Saved entries
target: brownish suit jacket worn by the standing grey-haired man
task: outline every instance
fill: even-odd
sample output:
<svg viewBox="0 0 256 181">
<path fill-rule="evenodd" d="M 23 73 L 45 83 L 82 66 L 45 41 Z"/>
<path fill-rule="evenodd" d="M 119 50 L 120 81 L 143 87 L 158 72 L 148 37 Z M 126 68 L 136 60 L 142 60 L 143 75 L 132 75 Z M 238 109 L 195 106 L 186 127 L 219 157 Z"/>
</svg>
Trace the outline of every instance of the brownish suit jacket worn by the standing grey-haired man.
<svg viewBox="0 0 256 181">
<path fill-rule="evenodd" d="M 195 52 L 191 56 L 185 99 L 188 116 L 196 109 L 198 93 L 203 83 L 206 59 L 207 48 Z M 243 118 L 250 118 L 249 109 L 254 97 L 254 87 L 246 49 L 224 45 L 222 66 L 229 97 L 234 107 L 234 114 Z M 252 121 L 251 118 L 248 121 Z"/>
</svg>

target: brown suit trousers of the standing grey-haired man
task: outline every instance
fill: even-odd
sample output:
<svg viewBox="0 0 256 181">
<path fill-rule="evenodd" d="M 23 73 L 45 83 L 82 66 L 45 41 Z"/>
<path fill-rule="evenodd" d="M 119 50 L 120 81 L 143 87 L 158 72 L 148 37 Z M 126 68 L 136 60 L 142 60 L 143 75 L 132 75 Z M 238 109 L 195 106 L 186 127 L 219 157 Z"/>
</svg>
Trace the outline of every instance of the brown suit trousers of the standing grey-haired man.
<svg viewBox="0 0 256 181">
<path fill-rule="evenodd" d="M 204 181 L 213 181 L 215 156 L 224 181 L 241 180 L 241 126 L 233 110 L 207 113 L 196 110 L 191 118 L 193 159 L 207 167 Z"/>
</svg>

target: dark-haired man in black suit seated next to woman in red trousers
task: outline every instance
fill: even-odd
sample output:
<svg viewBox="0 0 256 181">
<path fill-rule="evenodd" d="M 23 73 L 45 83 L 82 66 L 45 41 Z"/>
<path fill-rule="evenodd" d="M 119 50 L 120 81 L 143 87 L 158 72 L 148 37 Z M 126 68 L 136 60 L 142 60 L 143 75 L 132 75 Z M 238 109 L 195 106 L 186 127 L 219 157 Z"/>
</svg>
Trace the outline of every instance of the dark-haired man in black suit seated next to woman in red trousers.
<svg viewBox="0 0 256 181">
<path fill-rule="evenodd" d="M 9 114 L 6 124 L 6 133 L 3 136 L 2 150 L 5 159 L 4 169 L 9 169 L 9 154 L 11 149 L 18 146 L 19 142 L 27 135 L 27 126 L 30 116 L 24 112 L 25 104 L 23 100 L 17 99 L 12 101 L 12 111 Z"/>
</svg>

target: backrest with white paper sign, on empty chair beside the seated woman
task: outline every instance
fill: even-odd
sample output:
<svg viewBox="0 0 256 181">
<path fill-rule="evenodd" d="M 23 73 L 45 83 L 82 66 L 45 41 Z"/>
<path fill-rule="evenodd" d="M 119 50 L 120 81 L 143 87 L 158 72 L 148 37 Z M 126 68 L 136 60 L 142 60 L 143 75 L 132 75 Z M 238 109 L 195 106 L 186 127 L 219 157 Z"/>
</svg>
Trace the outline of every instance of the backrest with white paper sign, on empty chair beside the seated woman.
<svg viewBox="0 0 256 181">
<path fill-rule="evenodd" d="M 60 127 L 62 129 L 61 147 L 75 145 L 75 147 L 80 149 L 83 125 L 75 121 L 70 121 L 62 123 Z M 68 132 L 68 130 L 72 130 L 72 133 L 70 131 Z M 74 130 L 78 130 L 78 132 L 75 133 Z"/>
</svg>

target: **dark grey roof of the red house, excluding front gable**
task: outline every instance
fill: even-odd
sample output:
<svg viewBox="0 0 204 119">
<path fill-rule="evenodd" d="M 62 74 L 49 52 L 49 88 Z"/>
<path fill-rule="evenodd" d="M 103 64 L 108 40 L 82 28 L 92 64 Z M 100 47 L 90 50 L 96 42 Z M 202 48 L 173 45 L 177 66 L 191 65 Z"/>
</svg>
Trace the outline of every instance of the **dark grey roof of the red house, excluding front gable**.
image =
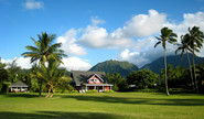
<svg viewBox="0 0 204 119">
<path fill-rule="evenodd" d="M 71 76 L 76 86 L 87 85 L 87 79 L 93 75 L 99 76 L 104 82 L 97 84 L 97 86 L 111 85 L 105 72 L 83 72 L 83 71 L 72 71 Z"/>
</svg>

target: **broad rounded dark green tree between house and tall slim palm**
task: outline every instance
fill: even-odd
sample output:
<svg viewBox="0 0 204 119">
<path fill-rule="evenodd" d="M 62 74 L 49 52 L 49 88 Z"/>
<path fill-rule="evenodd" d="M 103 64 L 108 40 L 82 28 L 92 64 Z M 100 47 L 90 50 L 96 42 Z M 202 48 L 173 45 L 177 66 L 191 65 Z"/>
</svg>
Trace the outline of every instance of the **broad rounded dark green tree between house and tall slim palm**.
---
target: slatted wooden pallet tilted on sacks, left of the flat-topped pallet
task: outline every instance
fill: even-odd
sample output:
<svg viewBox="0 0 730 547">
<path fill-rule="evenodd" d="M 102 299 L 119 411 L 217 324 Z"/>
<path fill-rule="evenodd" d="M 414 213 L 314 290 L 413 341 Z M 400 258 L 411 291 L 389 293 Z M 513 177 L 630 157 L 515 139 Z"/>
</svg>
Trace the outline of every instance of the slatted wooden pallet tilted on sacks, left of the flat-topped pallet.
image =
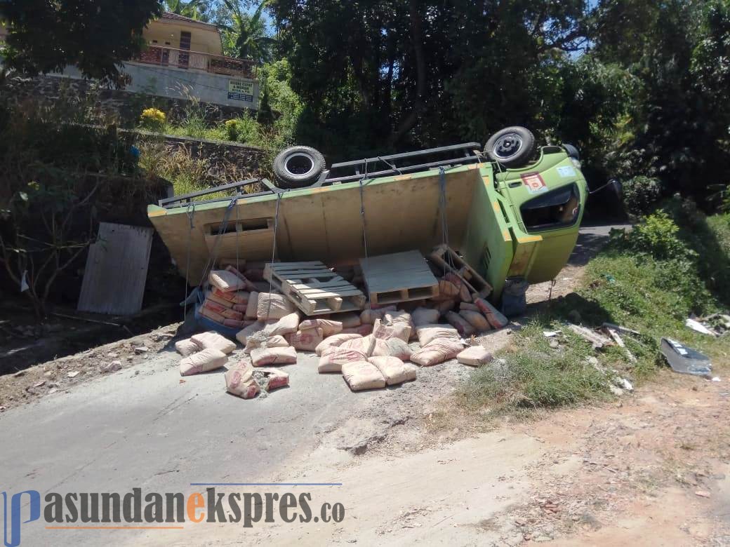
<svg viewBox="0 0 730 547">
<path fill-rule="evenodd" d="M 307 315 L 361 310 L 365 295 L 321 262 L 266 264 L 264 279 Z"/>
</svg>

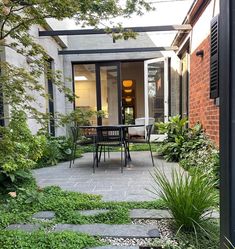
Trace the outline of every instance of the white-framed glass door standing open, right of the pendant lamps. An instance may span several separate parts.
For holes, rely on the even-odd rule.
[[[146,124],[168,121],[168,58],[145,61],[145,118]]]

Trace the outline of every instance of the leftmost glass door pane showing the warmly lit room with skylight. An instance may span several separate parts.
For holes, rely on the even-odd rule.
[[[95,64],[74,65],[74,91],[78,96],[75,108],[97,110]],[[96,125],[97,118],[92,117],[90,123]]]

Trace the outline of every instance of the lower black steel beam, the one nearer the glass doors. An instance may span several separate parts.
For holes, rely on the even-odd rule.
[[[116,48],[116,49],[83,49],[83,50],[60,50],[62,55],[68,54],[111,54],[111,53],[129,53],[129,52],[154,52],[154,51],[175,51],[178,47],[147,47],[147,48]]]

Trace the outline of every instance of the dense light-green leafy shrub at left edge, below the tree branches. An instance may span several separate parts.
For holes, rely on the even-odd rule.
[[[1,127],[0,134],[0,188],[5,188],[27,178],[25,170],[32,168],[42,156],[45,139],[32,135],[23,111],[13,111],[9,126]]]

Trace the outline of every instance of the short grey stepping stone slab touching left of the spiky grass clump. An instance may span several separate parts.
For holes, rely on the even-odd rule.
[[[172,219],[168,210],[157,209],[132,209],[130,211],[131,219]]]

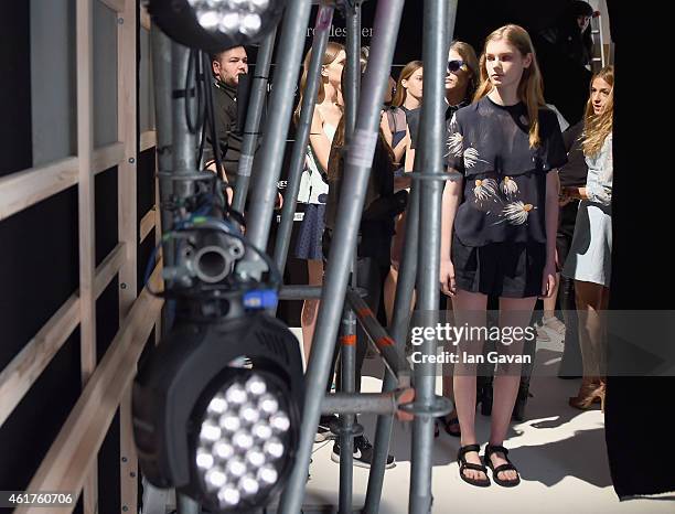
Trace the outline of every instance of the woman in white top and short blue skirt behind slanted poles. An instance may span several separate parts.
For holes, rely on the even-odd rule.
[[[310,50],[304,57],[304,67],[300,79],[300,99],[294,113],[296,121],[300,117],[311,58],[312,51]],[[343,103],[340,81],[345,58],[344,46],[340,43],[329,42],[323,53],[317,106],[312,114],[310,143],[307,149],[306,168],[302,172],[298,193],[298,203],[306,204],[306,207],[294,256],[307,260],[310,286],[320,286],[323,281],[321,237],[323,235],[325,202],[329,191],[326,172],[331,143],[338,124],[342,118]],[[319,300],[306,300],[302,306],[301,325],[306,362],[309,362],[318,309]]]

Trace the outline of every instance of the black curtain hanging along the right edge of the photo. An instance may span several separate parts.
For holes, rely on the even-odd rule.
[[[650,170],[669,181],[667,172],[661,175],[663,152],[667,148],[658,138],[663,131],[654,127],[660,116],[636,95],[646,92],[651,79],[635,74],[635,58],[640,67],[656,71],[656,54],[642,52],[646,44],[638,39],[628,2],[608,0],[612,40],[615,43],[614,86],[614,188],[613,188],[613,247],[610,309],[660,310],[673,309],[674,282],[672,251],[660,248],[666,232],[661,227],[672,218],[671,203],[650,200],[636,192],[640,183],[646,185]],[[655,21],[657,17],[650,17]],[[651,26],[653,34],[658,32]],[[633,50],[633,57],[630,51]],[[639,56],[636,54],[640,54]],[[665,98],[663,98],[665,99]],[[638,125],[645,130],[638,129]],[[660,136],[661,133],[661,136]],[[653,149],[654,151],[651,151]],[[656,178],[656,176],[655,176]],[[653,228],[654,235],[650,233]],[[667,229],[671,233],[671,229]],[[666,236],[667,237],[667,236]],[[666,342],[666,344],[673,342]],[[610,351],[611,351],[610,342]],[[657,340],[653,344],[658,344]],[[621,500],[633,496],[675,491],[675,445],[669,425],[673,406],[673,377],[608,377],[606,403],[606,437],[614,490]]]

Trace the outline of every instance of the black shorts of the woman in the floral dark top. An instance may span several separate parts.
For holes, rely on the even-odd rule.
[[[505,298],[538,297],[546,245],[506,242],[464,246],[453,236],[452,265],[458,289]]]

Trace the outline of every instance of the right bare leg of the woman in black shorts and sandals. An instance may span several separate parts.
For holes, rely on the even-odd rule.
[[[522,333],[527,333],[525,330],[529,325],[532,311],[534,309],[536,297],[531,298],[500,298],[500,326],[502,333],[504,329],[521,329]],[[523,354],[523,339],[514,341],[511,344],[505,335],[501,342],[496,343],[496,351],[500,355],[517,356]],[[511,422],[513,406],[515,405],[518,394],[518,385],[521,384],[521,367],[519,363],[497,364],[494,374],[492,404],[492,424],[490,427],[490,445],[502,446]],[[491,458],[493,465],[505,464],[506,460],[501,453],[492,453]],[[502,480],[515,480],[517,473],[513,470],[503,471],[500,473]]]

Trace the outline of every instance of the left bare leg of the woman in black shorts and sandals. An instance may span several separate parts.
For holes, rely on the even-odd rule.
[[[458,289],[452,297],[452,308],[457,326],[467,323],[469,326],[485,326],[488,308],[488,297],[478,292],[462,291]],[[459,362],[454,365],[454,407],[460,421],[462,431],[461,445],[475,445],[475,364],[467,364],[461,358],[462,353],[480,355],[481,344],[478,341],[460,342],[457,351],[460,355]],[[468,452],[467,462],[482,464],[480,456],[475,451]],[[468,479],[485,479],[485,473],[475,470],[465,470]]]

:: WHAT TO PRODUCE ::
Your answer should be a single number: how many lines in the data above include "wooden"?

:: WRITTEN RESPONSE ::
2